[Exercise details]
Each record needs to be echoed exactly; can you do that?

----------

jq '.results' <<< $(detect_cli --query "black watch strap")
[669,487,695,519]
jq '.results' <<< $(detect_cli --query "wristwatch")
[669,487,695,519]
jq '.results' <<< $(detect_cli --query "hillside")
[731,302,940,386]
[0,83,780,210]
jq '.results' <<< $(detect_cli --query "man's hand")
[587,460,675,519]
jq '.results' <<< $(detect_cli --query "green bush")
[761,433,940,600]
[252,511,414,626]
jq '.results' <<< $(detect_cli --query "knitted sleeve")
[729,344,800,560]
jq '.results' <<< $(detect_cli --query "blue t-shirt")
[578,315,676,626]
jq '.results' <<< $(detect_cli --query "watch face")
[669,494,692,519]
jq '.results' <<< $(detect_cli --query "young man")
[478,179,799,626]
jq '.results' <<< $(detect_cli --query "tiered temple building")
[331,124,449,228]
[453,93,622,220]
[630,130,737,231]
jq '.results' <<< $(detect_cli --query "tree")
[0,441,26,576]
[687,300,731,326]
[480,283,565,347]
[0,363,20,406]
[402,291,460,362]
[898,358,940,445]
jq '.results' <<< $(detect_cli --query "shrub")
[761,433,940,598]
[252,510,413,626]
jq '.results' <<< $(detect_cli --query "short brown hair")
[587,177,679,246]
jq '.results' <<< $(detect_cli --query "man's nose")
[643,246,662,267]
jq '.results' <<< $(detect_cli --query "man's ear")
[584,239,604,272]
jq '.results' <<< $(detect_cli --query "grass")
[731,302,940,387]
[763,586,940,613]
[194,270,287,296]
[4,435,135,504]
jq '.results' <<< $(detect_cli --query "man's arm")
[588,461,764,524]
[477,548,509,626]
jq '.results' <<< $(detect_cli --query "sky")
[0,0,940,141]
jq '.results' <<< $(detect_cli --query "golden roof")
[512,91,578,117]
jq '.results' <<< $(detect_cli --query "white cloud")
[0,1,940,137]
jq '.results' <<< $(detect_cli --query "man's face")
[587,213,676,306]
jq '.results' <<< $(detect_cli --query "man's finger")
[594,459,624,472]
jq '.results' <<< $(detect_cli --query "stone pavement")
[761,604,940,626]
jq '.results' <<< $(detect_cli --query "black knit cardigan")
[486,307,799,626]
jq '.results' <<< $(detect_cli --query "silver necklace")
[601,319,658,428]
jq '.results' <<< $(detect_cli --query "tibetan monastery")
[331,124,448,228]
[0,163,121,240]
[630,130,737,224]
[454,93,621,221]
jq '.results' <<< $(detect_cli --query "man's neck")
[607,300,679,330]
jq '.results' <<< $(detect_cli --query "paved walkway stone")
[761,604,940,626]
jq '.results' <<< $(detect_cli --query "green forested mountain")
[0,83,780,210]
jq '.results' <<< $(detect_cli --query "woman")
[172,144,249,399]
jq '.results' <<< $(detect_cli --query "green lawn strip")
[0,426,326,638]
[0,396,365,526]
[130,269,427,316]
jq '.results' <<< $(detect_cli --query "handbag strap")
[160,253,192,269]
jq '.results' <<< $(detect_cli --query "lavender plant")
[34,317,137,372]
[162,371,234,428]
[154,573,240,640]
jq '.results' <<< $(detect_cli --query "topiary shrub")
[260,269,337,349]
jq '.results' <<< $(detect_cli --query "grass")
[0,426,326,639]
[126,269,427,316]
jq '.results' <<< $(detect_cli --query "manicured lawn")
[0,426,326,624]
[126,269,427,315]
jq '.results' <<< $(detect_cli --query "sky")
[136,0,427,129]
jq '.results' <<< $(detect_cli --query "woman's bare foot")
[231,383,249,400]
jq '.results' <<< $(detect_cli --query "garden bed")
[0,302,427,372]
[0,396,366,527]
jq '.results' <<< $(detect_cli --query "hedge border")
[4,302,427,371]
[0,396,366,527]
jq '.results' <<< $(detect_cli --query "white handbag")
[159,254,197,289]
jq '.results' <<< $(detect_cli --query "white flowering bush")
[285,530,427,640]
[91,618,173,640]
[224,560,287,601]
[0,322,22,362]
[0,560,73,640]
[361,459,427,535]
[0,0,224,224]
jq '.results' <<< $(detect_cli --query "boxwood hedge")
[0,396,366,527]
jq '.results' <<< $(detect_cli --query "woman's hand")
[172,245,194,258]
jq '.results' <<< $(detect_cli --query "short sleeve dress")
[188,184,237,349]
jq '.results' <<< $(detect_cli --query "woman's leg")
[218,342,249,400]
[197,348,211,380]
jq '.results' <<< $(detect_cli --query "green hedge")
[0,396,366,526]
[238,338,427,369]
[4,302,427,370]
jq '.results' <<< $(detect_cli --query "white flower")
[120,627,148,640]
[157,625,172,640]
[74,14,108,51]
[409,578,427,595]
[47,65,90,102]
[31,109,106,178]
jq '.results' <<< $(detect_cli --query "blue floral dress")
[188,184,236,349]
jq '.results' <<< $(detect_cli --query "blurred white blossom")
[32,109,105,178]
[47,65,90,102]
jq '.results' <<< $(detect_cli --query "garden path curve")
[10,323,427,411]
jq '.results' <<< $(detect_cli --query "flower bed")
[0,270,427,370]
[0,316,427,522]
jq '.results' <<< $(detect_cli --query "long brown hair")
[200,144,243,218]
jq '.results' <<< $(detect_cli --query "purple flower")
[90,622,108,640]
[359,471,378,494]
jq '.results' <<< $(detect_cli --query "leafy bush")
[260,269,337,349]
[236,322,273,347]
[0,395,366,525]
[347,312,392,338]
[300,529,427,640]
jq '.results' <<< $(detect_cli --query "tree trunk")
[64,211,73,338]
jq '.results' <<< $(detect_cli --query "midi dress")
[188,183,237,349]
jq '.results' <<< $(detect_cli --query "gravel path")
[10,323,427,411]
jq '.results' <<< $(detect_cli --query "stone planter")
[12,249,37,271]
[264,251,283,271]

----------

[The answer]
jq '.results' <<< $(detect_cli --query "black watch strap")
[669,487,695,519]
jq '.results' <<< $(detect_cli --query "wristwatch")
[669,487,695,519]
jq '.results' <<< $(detect_cli --query "hillside")
[731,302,940,386]
[0,83,780,210]
jq '.results' <<< $(detect_cli --query "man's hand")
[587,460,675,519]
jq '.results' <<< $(detect_cli --query "green bush")
[761,433,940,600]
[252,511,414,626]
jq '.results' <<< $(detect_cli --query "knitted sleeve")
[729,344,800,560]
jq '.results' <<< $(detect_cli --query "blue t-shirt")
[578,315,676,626]
jq '.results' <<< $(detect_cli --query "watch face")
[669,494,692,519]
jq '.results' <<< $(detect_cli --query "young man")
[478,179,799,626]
jq '.results' <<< $(detect_cli --query "tiered temple building")
[331,124,449,228]
[453,93,622,220]
[630,130,737,231]
jq '.results' <<< $(detect_cli --query "tree")
[0,441,26,576]
[687,300,731,326]
[480,283,565,347]
[0,363,20,406]
[402,291,460,362]
[898,358,940,445]
jq '.results' <<< $(detect_cli --query "shrub")
[761,433,940,598]
[252,510,413,626]
jq '.results' <<< $(detect_cli --query "short brown hair")
[587,177,679,246]
jq '.results' <<< $(detect_cli --query "man's nose")
[643,246,662,267]
jq '.results' <<< $(detect_cli --query "man's ear")
[584,239,604,272]
jq '.results' <<< $(detect_cli --query "grass")
[731,302,940,387]
[763,586,940,613]
[194,270,287,296]
[4,435,135,504]
jq '.results' <<< $(detect_cli --query "man's arm")
[588,461,764,524]
[477,548,509,626]
jq '.results' <<< $(detect_cli --query "sky")
[0,0,940,141]
jq '.results' <<< $(detect_cli --query "golden roof")
[512,91,578,117]
jq '.results' <<< $(detect_cli --query "white cloud")
[0,1,940,137]
jq '.results' <<< $(detect_cli --query "man's face")
[587,213,676,306]
jq '.results' <<< $(detect_cli --query "man's finger")
[594,459,624,472]
jq '.results' <<< $(detect_cli --query "stone pavement")
[761,604,940,626]
jq '.results' <<< $(detect_cli --query "black knit cardigan")
[486,307,799,626]
jq '.results' <<< $(detect_cli --query "silver necklace")
[601,319,658,428]
jq '.results' <<< $(detect_cli --query "tibetan monastery")
[331,124,448,228]
[0,163,121,240]
[630,130,737,224]
[454,93,621,221]
jq '.results' <<< $(detect_cli --query "man's neck")
[607,300,679,330]
jq '.results' <<< $(detect_cli --query "paved walkway stone")
[761,604,940,626]
jq '.results' <<< $(detect_cli --query "green forested mountain")
[0,83,780,210]
jq '.results' <<< $(detect_cli --query "woman")
[172,144,249,399]
jq '.results' <<< $(detect_cli --query "green lawn strip")
[0,426,326,638]
[0,396,365,526]
[130,269,427,316]
jq '.results' <<< $(detect_cli --query "handbag strap")
[160,253,192,269]
jq '.results' <<< $(detect_cli --query "lavender plant")
[34,317,137,372]
[162,371,234,428]
[154,573,240,640]
jq '.results' <<< $(detect_cli --query "topiary shrub")
[260,269,337,349]
jq '.results' <<< $(detect_cli --query "grass")
[0,426,326,639]
[126,269,427,316]
jq '.results' <<< $(detect_cli --query "manicured lawn")
[0,426,326,624]
[126,269,427,315]
jq '.results' <<< $(detect_cli --query "sky")
[136,0,427,129]
jq '.results' <<< $(detect_cli --query "woman's bare foot")
[231,383,249,400]
jq '.results' <<< $(detect_cli --query "garden bed")
[0,302,427,372]
[0,396,366,527]
jq '.results' <<< $(detect_cli --query "hedge border")
[4,302,427,371]
[0,396,366,527]
jq '.results' <<< $(detect_cli --query "white handbag")
[159,254,197,289]
jq '.results' <<< $(detect_cli --query "white flowering bush")
[285,530,427,640]
[91,618,173,640]
[224,560,287,601]
[0,322,22,362]
[0,560,73,640]
[361,459,427,535]
[0,0,224,224]
jq '.results' <<< $(detect_cli --query "boxwood hedge")
[0,396,366,527]
jq '.results' <<< $(detect_cli --query "woman's hand")
[172,245,194,258]
jq '.results' <<< $(detect_cli --query "short sleeve dress")
[188,184,237,349]
jq '.results' <<< $(detect_cli --query "woman's leg")
[218,342,249,400]
[197,348,211,380]
jq '.results' <<< $(detect_cli --query "green hedge")
[0,396,366,526]
[238,338,427,369]
[4,302,427,370]
jq '.results' <<< $(detect_cli --query "white flower")
[120,627,148,640]
[157,625,172,640]
[74,14,108,51]
[409,578,427,595]
[47,65,90,102]
[31,109,106,178]
jq '.results' <<< $(detect_cli --query "blue floral dress")
[188,184,236,349]
jq '.results' <<< $(detect_cli --query "blurred white blossom")
[32,109,105,178]
[47,65,90,102]
jq '.results' <<< $(detect_cli --query "garden path curve")
[10,323,427,411]
jq '.results' <<< $(detect_cli --query "flower bed")
[0,270,427,370]
[0,316,427,522]
jq '.results' <<< $(detect_cli --query "long brown hair")
[200,144,243,218]
jq '.results' <<< $(detect_cli --query "purple flower")
[90,622,108,640]
[359,471,378,494]
jq '.results' <<< $(detect_cli --query "leafy bush")
[260,269,337,349]
[236,322,273,347]
[0,395,366,525]
[347,312,392,338]
[300,529,427,640]
jq '.results' <<< $(detect_cli --query "tree trunk")
[64,211,73,338]
jq '.results' <<< $(detect_cli --query "midi dress")
[188,183,237,349]
jq '.results' <<< $(detect_cli --query "gravel path")
[10,323,427,411]
jq '.results' <<< $(detect_cli --query "stone planter")
[12,249,37,271]
[264,251,283,271]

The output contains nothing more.